** EXERCISE GOAL **
The lines from the one with "110L96 109L99 120L112" through the last line below are to be copied exactly; no other lines are to be returned.

Collection entries:
■ ■ ■ ■ ■

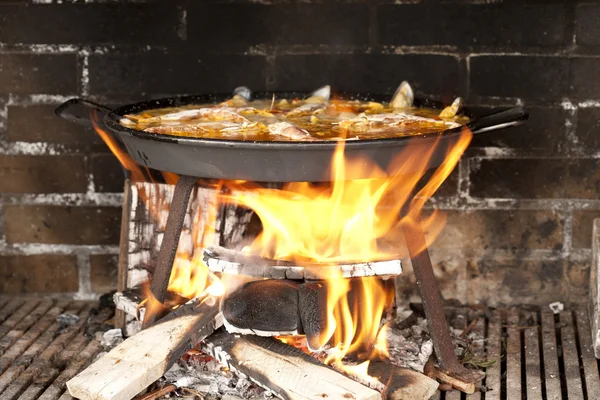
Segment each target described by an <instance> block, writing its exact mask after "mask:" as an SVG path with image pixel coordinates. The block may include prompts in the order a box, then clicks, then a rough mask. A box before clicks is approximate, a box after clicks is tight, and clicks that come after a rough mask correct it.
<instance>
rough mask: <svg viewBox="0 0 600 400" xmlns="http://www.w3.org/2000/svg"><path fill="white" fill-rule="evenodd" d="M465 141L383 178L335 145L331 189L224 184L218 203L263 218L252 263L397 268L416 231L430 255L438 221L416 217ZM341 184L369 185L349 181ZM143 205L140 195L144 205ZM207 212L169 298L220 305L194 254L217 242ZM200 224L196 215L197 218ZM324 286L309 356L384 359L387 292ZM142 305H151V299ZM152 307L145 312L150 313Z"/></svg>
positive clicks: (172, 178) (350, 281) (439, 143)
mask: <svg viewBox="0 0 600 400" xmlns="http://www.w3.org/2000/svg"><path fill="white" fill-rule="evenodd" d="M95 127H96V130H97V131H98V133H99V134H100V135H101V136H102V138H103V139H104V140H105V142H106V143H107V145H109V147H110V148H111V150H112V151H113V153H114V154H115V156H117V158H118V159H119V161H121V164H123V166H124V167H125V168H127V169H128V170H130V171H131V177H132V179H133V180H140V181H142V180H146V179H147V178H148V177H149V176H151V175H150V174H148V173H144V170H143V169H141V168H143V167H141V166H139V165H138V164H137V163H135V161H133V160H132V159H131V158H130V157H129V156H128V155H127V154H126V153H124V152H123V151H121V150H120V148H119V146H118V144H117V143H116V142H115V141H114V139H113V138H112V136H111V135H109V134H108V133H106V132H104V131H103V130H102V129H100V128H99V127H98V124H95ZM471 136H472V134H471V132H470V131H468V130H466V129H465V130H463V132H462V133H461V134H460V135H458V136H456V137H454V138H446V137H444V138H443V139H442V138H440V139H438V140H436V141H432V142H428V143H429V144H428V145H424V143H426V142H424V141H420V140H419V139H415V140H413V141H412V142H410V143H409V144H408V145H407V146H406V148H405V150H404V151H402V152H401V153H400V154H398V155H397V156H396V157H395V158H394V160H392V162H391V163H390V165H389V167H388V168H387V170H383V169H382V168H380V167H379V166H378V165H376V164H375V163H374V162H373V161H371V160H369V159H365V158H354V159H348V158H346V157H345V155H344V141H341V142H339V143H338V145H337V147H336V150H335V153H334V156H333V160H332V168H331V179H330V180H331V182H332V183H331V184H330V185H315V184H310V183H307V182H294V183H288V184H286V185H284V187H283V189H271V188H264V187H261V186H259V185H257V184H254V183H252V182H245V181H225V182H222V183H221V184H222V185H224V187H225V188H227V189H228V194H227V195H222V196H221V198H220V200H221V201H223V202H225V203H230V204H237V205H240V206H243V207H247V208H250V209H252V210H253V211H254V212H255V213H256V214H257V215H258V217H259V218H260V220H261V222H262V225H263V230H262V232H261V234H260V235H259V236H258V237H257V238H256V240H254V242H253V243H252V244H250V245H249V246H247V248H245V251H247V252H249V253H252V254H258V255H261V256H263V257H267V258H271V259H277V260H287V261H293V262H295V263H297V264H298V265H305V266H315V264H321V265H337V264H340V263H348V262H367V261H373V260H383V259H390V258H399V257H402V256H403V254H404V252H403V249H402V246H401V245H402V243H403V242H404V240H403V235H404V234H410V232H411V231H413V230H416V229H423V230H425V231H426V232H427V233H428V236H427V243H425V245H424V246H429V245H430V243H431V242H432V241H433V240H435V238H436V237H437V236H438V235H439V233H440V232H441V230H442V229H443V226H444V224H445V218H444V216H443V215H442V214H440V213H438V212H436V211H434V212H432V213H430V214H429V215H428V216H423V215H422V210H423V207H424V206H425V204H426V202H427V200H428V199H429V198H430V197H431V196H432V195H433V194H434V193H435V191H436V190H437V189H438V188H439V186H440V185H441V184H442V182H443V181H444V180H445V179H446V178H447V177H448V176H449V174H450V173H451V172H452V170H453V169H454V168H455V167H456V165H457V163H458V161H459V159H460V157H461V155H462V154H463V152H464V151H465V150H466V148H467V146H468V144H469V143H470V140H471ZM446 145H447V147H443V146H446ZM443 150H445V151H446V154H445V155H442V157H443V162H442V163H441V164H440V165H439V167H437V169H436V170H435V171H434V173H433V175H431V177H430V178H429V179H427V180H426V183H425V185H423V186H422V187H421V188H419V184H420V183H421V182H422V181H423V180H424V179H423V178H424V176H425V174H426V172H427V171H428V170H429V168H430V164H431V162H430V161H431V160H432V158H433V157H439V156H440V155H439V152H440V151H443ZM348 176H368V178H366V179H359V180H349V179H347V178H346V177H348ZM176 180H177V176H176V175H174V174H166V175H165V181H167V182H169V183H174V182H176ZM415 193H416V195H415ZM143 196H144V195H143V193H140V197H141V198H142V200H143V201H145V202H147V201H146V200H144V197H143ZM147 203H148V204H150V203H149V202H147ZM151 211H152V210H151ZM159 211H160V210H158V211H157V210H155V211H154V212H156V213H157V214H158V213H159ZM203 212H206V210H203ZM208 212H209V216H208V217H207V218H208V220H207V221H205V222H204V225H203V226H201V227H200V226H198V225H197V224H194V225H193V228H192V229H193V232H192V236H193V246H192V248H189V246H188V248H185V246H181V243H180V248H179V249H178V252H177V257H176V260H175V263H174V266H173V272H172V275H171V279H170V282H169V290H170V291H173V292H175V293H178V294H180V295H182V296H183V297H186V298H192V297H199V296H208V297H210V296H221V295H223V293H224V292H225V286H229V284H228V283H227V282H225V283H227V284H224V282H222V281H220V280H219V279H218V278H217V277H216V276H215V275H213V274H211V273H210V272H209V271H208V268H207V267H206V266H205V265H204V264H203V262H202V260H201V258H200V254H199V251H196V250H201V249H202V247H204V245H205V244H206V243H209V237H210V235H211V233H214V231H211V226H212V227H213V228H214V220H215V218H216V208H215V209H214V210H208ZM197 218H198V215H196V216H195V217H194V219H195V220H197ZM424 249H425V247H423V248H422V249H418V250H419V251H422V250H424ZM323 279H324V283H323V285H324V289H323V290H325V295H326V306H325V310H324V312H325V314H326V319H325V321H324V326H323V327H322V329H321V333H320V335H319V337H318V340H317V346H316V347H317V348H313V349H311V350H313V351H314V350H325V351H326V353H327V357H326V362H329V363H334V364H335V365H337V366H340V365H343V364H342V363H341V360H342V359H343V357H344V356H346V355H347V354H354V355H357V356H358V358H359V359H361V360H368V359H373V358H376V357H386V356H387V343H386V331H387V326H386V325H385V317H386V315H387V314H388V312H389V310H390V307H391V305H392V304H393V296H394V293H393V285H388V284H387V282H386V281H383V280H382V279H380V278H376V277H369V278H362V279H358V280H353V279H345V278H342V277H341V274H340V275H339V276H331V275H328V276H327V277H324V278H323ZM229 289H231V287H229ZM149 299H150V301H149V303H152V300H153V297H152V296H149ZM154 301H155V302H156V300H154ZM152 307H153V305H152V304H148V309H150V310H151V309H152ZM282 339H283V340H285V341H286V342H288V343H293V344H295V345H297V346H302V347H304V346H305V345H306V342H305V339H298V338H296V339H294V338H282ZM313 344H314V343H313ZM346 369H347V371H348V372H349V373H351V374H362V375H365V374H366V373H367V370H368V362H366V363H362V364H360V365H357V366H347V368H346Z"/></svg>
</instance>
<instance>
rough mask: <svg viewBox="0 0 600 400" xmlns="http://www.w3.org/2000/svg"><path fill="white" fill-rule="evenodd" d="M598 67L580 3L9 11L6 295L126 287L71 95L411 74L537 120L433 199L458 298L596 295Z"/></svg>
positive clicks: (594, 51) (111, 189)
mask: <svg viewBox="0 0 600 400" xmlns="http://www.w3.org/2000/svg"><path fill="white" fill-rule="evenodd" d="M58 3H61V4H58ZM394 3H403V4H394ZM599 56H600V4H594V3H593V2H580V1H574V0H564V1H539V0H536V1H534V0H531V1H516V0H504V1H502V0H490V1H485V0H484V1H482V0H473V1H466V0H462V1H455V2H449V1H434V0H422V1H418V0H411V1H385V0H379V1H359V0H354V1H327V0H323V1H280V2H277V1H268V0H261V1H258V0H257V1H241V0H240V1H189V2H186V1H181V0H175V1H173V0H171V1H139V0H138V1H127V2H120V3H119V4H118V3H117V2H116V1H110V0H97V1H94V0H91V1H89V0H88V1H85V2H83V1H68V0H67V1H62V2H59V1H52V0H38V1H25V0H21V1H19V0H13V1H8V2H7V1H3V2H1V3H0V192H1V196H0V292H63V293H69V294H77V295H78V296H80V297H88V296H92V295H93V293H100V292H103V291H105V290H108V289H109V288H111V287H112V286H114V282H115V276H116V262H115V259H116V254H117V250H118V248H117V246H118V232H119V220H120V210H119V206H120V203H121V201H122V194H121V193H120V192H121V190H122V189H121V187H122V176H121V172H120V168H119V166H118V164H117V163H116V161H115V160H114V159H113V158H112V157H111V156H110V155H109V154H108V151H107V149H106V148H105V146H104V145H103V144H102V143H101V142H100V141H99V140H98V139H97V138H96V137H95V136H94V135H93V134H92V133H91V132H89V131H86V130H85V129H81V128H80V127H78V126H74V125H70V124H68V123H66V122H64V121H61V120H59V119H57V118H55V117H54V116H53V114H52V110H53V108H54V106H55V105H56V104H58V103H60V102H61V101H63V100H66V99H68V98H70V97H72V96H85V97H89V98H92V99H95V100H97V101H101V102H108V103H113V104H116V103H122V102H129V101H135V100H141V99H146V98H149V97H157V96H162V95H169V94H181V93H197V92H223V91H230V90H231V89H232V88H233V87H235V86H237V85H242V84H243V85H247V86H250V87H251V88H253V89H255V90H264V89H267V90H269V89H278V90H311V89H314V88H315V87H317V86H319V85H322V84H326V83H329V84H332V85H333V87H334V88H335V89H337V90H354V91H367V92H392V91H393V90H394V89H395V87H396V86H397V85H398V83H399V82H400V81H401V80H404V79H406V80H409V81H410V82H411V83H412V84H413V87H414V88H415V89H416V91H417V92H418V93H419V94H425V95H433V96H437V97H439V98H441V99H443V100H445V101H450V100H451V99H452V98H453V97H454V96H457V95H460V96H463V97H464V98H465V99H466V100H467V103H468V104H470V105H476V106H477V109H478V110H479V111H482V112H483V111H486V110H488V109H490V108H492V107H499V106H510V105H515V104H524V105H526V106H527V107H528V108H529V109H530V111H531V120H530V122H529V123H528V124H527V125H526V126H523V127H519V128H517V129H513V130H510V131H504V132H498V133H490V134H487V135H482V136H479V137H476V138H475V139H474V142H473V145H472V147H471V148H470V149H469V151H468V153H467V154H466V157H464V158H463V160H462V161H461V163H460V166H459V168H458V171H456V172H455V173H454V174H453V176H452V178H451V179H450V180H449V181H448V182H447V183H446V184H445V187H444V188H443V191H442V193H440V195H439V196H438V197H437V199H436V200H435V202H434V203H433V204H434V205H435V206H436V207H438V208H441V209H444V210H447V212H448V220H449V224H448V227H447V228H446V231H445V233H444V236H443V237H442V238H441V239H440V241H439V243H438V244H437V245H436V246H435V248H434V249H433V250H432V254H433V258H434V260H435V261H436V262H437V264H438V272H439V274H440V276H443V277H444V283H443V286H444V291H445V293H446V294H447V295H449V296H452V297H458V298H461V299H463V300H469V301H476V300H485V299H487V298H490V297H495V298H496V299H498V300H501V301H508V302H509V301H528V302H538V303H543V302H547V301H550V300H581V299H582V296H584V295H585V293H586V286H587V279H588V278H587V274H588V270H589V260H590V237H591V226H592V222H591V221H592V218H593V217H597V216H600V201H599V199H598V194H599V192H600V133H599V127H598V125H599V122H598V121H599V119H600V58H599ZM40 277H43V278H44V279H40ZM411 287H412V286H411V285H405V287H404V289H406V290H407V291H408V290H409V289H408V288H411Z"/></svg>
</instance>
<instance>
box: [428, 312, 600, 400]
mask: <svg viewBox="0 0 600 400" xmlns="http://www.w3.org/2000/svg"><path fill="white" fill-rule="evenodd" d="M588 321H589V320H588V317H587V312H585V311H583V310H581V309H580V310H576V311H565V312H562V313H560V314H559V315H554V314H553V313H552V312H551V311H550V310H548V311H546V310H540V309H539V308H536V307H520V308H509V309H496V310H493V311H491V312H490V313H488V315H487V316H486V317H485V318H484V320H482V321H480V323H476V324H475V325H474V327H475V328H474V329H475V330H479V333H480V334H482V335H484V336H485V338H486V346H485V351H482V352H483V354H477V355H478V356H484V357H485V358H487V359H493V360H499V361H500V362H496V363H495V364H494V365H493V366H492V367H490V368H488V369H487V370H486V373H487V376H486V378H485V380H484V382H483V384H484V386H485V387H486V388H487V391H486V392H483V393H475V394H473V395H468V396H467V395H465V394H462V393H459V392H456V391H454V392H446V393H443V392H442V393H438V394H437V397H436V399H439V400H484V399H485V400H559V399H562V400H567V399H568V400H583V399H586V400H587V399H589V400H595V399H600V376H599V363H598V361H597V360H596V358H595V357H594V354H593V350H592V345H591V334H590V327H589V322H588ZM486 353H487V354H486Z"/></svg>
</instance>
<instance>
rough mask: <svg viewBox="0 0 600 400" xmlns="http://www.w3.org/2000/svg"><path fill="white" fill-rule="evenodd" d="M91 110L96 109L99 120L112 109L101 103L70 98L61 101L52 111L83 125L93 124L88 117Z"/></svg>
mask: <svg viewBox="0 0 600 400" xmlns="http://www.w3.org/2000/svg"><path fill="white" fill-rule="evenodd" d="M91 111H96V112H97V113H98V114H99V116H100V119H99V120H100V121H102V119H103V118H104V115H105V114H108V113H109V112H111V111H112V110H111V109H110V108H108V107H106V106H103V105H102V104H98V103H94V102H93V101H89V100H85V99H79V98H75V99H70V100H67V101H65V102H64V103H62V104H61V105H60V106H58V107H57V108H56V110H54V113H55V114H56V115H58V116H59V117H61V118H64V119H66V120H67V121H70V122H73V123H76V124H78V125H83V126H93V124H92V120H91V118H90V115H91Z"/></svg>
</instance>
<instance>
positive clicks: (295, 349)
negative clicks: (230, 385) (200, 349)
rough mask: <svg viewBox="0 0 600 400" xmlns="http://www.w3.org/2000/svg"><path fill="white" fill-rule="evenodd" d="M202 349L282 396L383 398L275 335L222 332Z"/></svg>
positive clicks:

■ ■ ■ ■ ■

** WRITTEN RESPONSE **
rough mask: <svg viewBox="0 0 600 400" xmlns="http://www.w3.org/2000/svg"><path fill="white" fill-rule="evenodd" d="M91 110L96 109L99 120L112 109L101 103L70 98L61 101L52 111L83 125L93 124L88 117Z"/></svg>
mask: <svg viewBox="0 0 600 400" xmlns="http://www.w3.org/2000/svg"><path fill="white" fill-rule="evenodd" d="M91 111H96V112H97V113H98V114H99V116H100V119H99V120H100V121H102V119H103V118H104V115H105V114H108V113H109V112H111V111H112V110H111V109H110V108H108V107H106V106H103V105H102V104H98V103H94V102H93V101H89V100H85V99H79V98H75V99H70V100H67V101H65V102H64V103H62V104H61V105H60V106H58V107H57V108H56V110H54V113H55V114H56V115H58V116H59V117H61V118H64V119H66V120H67V121H70V122H73V123H76V124H78V125H83V126H93V124H92V120H91V118H90V115H91Z"/></svg>
</instance>
<instance>
positive clicks: (295, 349)
negative clicks: (230, 385) (200, 349)
rough mask: <svg viewBox="0 0 600 400" xmlns="http://www.w3.org/2000/svg"><path fill="white" fill-rule="evenodd" d="M202 349L282 396L383 398L275 335L222 332Z"/></svg>
positive clicks:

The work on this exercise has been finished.